START Record set

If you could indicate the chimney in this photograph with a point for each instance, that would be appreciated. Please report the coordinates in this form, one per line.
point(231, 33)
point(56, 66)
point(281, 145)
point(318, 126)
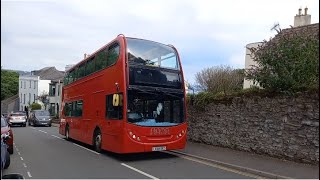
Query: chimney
point(302, 19)
point(306, 11)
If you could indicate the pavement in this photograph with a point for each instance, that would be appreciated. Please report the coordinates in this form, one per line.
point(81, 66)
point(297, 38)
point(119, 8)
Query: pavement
point(260, 165)
point(264, 166)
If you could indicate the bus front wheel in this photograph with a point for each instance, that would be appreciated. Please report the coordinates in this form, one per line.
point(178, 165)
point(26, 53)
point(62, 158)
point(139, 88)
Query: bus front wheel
point(97, 141)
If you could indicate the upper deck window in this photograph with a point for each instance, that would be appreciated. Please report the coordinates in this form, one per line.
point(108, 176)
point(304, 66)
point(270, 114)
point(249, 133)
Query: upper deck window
point(149, 53)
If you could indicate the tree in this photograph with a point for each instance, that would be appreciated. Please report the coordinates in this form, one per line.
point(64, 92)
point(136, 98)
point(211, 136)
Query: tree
point(220, 79)
point(287, 62)
point(9, 84)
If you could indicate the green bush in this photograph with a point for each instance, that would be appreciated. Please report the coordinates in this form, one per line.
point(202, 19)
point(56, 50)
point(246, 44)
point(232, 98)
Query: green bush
point(289, 62)
point(220, 79)
point(35, 106)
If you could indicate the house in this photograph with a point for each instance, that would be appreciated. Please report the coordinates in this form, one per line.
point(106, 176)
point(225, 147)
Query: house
point(36, 84)
point(301, 25)
point(10, 104)
point(55, 90)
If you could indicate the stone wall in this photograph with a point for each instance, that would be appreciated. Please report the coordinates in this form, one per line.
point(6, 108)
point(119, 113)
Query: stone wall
point(284, 127)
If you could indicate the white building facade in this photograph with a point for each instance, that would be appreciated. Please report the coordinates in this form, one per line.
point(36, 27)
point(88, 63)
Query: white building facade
point(30, 87)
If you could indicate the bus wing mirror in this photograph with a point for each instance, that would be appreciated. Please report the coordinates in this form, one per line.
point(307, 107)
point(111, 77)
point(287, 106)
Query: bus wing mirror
point(116, 99)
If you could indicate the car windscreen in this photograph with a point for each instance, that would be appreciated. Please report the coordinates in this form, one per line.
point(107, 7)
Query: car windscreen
point(17, 114)
point(42, 113)
point(3, 122)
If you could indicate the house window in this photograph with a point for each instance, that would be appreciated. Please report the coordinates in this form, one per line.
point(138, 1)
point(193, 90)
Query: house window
point(52, 90)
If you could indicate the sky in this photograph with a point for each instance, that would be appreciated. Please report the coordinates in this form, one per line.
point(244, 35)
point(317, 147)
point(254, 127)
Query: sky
point(41, 33)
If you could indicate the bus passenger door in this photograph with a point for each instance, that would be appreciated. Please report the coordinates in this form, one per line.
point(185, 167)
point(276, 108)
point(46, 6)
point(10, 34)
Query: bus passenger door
point(97, 115)
point(114, 121)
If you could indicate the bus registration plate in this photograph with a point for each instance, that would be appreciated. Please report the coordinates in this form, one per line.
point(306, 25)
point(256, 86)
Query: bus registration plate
point(159, 148)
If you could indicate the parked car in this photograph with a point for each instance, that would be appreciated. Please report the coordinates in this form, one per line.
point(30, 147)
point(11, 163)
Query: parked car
point(5, 157)
point(6, 130)
point(17, 118)
point(40, 117)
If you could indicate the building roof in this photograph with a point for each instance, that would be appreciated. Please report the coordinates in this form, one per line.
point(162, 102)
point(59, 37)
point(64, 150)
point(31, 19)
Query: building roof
point(308, 30)
point(49, 73)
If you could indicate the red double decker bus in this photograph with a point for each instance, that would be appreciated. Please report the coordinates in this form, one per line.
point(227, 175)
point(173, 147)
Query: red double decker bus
point(128, 96)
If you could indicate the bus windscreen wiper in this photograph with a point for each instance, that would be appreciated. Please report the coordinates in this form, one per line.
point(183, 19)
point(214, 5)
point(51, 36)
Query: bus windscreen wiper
point(147, 92)
point(167, 93)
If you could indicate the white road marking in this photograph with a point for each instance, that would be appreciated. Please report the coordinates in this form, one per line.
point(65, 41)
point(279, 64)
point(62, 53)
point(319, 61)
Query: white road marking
point(57, 137)
point(216, 165)
point(29, 174)
point(137, 170)
point(86, 148)
point(42, 131)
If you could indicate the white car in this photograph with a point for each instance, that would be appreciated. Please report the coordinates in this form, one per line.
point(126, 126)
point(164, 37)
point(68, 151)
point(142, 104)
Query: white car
point(17, 118)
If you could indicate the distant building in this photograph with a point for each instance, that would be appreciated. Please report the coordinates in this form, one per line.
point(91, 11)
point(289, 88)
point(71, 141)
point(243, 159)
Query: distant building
point(301, 25)
point(302, 19)
point(69, 66)
point(55, 90)
point(37, 84)
point(10, 104)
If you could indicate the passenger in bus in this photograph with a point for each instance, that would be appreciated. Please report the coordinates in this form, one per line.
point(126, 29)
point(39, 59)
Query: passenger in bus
point(159, 116)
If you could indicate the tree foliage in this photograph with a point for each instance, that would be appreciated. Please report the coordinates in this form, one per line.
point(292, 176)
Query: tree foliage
point(288, 62)
point(9, 84)
point(222, 79)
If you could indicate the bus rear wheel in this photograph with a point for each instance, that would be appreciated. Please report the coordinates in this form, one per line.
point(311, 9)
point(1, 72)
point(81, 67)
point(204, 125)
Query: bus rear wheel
point(97, 141)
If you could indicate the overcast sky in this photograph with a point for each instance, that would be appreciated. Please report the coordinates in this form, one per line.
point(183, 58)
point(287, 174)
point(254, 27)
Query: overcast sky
point(41, 33)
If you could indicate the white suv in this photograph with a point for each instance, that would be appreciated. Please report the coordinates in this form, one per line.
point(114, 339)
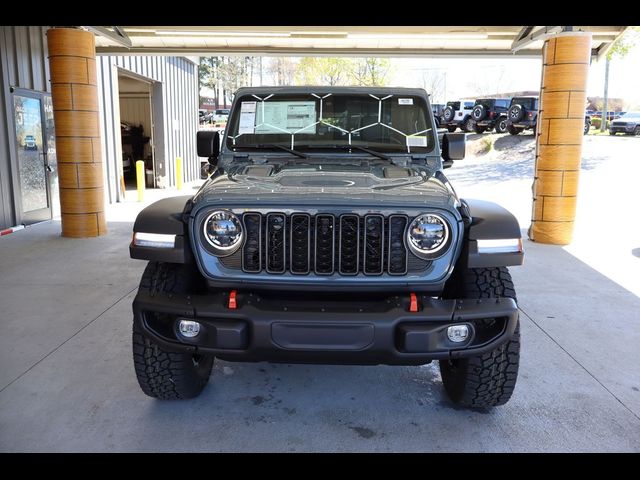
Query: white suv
point(458, 114)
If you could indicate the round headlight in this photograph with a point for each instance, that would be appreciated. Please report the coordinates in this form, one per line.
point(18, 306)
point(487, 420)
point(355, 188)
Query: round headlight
point(428, 235)
point(223, 232)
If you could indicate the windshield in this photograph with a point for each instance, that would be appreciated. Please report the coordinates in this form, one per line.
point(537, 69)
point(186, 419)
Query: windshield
point(389, 123)
point(528, 103)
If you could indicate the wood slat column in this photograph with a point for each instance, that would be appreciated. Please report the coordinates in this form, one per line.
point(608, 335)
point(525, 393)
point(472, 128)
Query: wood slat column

END Record set

» **Short task**:
Rewrite the items from the start through the line containing "point(264, 166)", requests included, multiplying every coordinate in the answer points by 1.7 and rounding to whole numbers with halves rounded up. Keep the requests and their sample points unchanged, and leave the pictures out.

» **Response to the exercise**:
If you could indicate the chimney in this photograph with a point for each instance, that would be appreciated. Please report the coordinates in this form, one per line.
point(231, 33)
point(56, 66)
point(281, 145)
point(318, 126)
Query: chimney
point(513, 32)
point(520, 19)
If you could indicate the pavement in this photograph with a point for each instance, that would be appreciated. Please report the coordinates in this form, one per line.
point(81, 66)
point(297, 38)
point(119, 8)
Query: pavement
point(442, 281)
point(449, 282)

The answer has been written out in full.